Task statement -
Your task is to restate every entry below word for word and omit the images.

Data provided -
————

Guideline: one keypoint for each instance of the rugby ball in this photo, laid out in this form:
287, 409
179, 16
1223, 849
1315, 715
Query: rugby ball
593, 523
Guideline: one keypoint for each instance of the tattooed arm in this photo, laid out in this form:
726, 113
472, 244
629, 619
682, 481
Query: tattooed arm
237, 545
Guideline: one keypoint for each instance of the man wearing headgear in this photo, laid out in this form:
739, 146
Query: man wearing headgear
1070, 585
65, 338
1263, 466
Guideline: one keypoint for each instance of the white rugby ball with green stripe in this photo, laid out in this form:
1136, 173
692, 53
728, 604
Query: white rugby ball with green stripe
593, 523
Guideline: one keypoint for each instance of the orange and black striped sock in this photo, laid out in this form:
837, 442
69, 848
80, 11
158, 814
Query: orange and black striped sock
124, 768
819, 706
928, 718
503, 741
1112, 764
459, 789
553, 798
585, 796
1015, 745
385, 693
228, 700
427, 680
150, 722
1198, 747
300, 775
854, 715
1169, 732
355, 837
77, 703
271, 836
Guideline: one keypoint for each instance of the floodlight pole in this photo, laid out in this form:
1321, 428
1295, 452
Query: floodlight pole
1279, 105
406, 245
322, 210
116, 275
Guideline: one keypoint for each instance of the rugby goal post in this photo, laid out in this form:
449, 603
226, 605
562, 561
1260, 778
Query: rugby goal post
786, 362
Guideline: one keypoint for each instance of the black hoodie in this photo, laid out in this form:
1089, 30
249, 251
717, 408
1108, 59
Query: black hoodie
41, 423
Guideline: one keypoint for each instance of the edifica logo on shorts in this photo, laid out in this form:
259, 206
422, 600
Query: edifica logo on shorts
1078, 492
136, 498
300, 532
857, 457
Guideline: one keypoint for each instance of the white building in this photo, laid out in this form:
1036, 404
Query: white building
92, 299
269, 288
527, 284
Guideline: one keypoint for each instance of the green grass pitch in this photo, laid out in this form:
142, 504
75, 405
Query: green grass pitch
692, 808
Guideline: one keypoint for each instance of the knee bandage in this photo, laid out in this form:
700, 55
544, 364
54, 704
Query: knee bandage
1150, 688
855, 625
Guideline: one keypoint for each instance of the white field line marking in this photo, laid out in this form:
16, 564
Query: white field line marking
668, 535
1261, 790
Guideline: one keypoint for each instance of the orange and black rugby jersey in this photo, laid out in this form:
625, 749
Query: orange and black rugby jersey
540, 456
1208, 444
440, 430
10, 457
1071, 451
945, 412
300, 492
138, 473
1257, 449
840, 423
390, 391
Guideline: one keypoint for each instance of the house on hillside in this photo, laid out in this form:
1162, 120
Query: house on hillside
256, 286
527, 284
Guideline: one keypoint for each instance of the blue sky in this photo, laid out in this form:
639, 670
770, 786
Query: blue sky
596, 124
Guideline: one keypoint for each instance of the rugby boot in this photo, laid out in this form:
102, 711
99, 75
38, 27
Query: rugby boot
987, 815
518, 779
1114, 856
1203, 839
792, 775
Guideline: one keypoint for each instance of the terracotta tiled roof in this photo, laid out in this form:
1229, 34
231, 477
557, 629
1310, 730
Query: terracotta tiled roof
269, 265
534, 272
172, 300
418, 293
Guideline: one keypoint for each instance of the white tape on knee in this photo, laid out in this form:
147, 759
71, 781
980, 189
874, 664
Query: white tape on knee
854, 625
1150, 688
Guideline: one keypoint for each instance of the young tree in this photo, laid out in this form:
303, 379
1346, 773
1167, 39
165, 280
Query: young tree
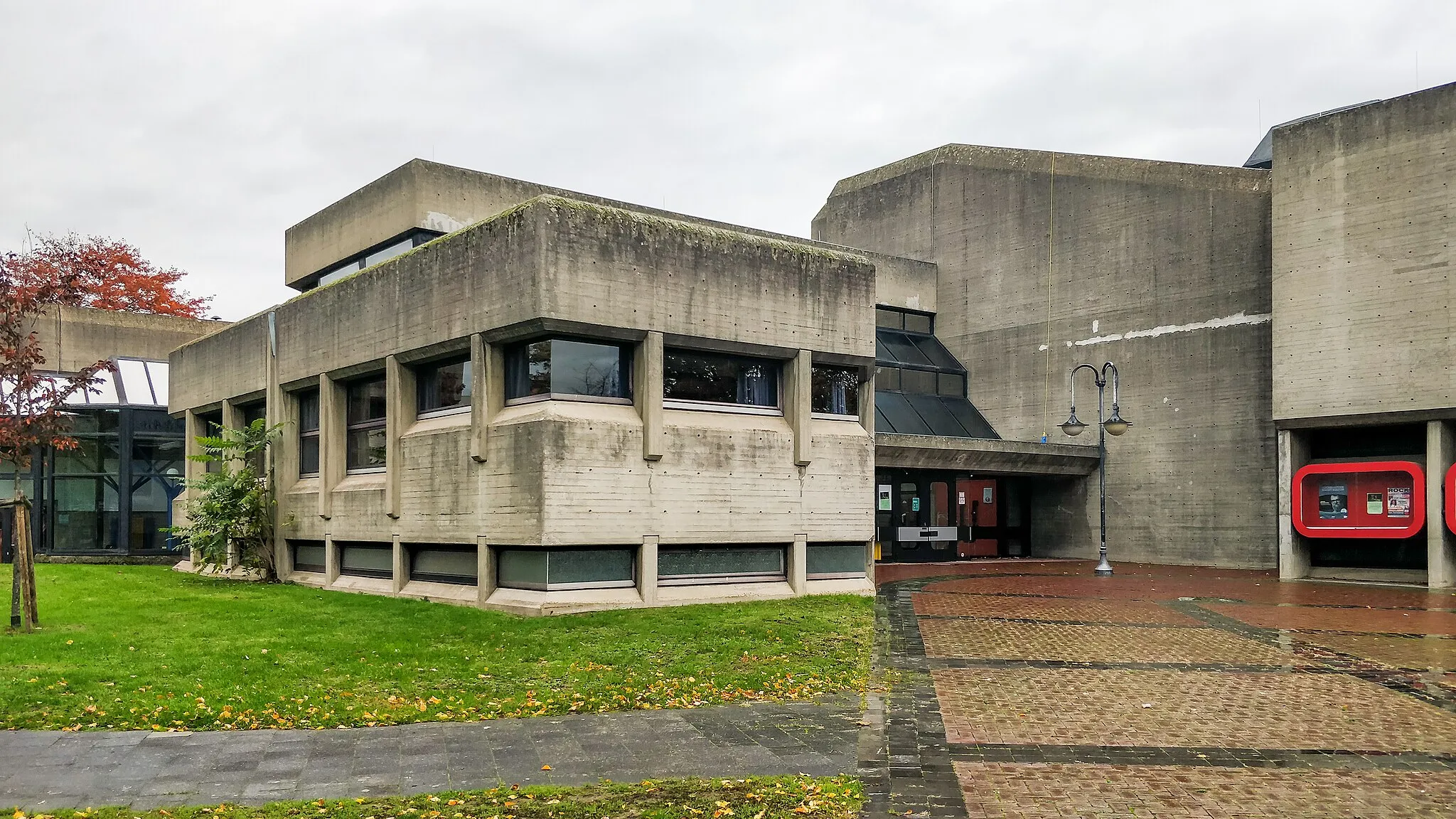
229, 510
31, 401
107, 274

————

Exercise result -
Guideline: one keypoint for each instance of the rugby ball in this photo, laid out in this form:
287, 409
179, 16
1223, 849
1315, 715
Query: rugby ball
593, 523
Guideline: one keypoint for each instance of the tattooed arm in this photo, laid out in this form:
726, 113
472, 244
629, 619
682, 481
Query: tattooed arm
237, 545
Guideline: one keypoint for each instance of the man wearing headgear in this photo, laid out in this form:
739, 146
Query: man wearing headgear
1070, 585
65, 338
1263, 466
Guideline: one keypoint for each instance of the white rugby ball with green stripe in this photo, laid out in this form:
1136, 173
692, 53
728, 604
Query: white rugby ball with green stripe
593, 523
Guideline: one keypoint for each instance of the orange and black striped sock in this photo, laid out in this form:
837, 442
69, 848
80, 11
158, 814
Query: orange and black striped sock
124, 768
819, 706
928, 718
503, 741
1112, 764
459, 789
553, 798
585, 796
1015, 745
385, 693
228, 700
427, 680
150, 722
1198, 747
300, 775
854, 715
1169, 732
355, 837
77, 703
271, 836
Guideline: one keypoint for each instance of the floodlight pole in this photo, laid out in this form:
1321, 428
1295, 452
Query: floodlight pole
1279, 105
406, 245
322, 210
116, 275
Guideline: one keypoint for each instance of the rugby goal post in this photo, laid out in this form:
449, 603
226, 605
562, 561
1260, 778
Query: rugby goal post
786, 362
Guideline: one keypoint for each instance of the black hoodie in this photo, laid out in this form:
1089, 30
249, 251
717, 408
1108, 59
Query: black hoodie
41, 423
Guideline: one keypoint for each instance of the edifica logo on shorts in this photo, laid out in this form:
259, 206
422, 600
Query: edifica logo on shorts
1078, 492
136, 498
300, 532
857, 457
Guideline: one keypoint for each instance of the white building in this photo, laid out in this form:
1036, 404
Query: white building
92, 299
269, 288
527, 284
Guideline: one keypoint for each instance of the green grass pitch in this photo, laid out in this form:
142, 504
75, 405
Query: green grass pitch
692, 808
Guideline: one keypoint for each instance of the knee bandage in this photo, laid out in this form:
700, 55
544, 364
54, 704
Query: knee bandage
1150, 688
855, 625
Guideline: one keypoint for each instance of the white field line marking in this photo, laid out in this form:
16, 564
Query: white field line marking
668, 535
1261, 790
Guideline: one keypoint for each instance of the orange and black rugby jersey in this photo, laid out in this form:
625, 749
Query: orange and black rugby jersey
540, 456
1208, 444
440, 430
10, 457
1071, 451
945, 412
300, 492
138, 473
1257, 449
840, 423
390, 391
Guideline: one keypoint for each instance of the house on hillside in this photo, laid out in this form:
1162, 120
Query: house on hillside
256, 286
527, 284
Guideline: one keypoint for each instance of the blue sky in this photo, laid out in this form:
639, 670
770, 786
Query: blue sky
596, 124
Guideline: one keypoint for each instance of the rugby boot in this photo, laid out in this form:
102, 711
99, 75
38, 27
Query: rugby boot
987, 815
518, 779
1114, 856
1203, 839
792, 775
Guideline: one keypoint for each instance of the terracotta tiled roof in this photo, laid out in this form:
1229, 34
231, 477
557, 629
1310, 730
Query: terracotta tiled roof
269, 265
534, 272
172, 300
418, 293
Guideline: one keypoint for each instance of the white tape on knee in this photo, laid out in this form:
147, 759
71, 781
980, 189
874, 664
Query: white tape on knee
854, 625
1150, 688
Guideline: one keypoint for each instance of the young tree in this photo, laid out in this form:
303, 379
1346, 773
1167, 39
165, 280
Query: young tree
229, 510
31, 401
107, 274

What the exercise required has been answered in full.